Il governo, ed altri che non erano al governo, tergiversarono l’obiettivo dello sciopero. Dicemmo allora, e lo comproviamo oggi, che se non si cambiano le politiche che ci hanno condotto a questa situazione era evidente che arriverebbero gli aggiustamenti e che questi aggiustamenti si farebbero sui diritti del lavoro e sociali. Azzeccammo – disgraziatamente – in pieno la predizione. Adesso ci troviamo le riforme delle pensioni e del lavoro. La disgrazia, avvertita anche da chi convocammo lo sciopero generale, è che l’alternanza dei partiti nel governo non comporta cambi nelle politiche, nonostante gli ultimi si denominano socialisti. Anche in questo colpimmo nel segno. La classe politica che governa rinuncia a qualsiasi margine di manovra che significhi un seppur minimo scontro con il potere economico.
4) Assieme a LAB ed altri sindacati, rivendicate una ambito di relazioni lavorative specifico per Euskal Herria. Una rivendicazione che ne le associazioni imprenditoriali, ne Governi autonomi, ne i sindacati di ambito spagnolo, CCOO e UGT, l’hanno considerata positivamente. Perché per voi è fondamentale la creazione di questo ambito per il lavoratori e lavoratrici basche?

▶ Consegna A
Secondo il segmento del documento, quali riforme ci si trova ad affrontare adesso?
▶ Consegna B
Individua tutte le righe dei record in cui compare la stringa "blue" e riportale.

▶ Record forniti
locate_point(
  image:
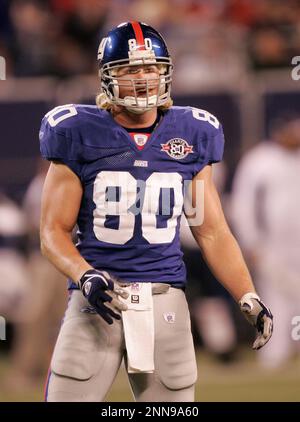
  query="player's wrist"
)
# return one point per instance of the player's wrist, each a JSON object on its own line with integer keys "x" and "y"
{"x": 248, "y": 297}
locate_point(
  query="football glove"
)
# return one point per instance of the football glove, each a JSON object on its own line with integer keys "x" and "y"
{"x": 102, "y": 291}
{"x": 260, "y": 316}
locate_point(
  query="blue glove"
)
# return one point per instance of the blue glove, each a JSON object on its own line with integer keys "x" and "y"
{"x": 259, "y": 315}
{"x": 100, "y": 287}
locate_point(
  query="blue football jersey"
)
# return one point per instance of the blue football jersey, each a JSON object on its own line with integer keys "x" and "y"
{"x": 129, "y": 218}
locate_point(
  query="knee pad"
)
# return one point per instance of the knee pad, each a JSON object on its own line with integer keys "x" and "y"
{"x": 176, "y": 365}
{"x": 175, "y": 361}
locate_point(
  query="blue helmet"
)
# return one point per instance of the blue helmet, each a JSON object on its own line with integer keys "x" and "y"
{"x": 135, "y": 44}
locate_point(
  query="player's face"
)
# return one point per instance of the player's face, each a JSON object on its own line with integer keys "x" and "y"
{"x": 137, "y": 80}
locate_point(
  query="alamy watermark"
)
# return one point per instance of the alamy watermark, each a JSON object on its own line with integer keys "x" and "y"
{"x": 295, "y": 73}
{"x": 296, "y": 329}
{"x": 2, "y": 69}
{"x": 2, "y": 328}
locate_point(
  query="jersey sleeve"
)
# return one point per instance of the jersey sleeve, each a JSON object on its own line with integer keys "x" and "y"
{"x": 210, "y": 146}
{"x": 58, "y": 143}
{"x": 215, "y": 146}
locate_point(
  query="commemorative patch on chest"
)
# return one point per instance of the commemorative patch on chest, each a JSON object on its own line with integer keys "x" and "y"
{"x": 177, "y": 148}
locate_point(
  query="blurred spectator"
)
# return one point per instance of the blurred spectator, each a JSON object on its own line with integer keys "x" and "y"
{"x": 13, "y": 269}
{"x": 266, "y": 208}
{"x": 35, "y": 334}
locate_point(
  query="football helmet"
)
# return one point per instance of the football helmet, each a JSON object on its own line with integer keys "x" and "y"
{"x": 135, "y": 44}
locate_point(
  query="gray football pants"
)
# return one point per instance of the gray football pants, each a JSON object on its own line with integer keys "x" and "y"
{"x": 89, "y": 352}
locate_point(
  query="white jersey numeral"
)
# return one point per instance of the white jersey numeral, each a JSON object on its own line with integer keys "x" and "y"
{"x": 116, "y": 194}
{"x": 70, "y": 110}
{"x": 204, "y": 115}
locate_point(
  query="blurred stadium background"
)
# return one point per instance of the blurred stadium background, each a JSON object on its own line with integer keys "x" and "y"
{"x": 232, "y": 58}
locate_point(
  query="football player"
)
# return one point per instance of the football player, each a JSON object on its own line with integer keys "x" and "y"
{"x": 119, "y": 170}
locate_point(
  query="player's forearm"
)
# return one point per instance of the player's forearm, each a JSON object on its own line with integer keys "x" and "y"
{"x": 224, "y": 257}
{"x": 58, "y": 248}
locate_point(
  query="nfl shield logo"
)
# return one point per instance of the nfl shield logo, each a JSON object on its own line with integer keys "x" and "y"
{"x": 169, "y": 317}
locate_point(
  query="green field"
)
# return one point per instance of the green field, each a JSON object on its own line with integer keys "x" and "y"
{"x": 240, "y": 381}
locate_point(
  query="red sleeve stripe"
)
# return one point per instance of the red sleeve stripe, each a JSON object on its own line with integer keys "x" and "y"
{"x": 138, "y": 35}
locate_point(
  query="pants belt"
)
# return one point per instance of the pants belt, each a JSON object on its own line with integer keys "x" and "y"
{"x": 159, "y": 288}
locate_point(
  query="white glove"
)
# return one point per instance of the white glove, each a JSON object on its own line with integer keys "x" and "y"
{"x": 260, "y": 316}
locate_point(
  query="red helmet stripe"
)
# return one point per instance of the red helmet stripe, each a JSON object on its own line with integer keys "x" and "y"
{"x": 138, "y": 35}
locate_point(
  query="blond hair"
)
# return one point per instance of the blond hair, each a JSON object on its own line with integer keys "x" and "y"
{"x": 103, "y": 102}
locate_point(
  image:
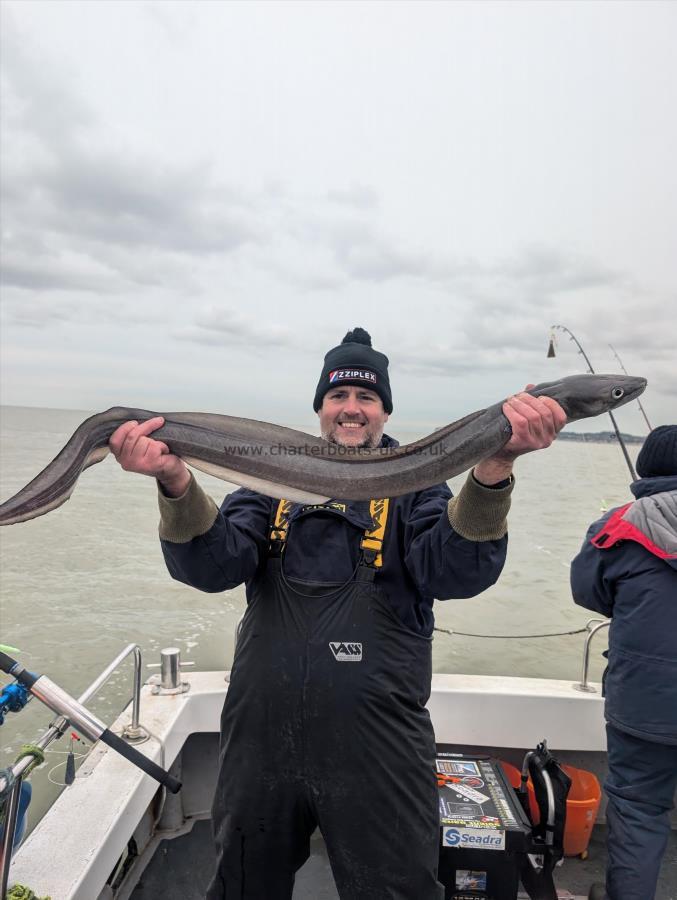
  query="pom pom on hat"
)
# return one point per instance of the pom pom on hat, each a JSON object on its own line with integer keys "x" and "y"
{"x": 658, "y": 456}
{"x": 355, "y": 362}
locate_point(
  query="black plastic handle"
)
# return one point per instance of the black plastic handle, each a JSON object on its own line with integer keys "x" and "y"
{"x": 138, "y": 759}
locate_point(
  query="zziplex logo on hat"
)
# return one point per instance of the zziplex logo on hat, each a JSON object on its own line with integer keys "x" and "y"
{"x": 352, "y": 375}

▶ Risposta attesa A
Le riforme delle pensioni e del lavoro.

▶ Risposta attesa B
  query="blue glove"
# return one point per instance of the blue glove, each a JSON object on its own line with integer keys "x" and "y"
  query="blue football jersey"
# return one point per instance of the blue football jersey, each a JSON object on its own line with integer keys "x" and "y"
  query="blue helmet"
# return one point per instance of the blue helmet, each a JSON object on its own line with integer keys "x" and "y"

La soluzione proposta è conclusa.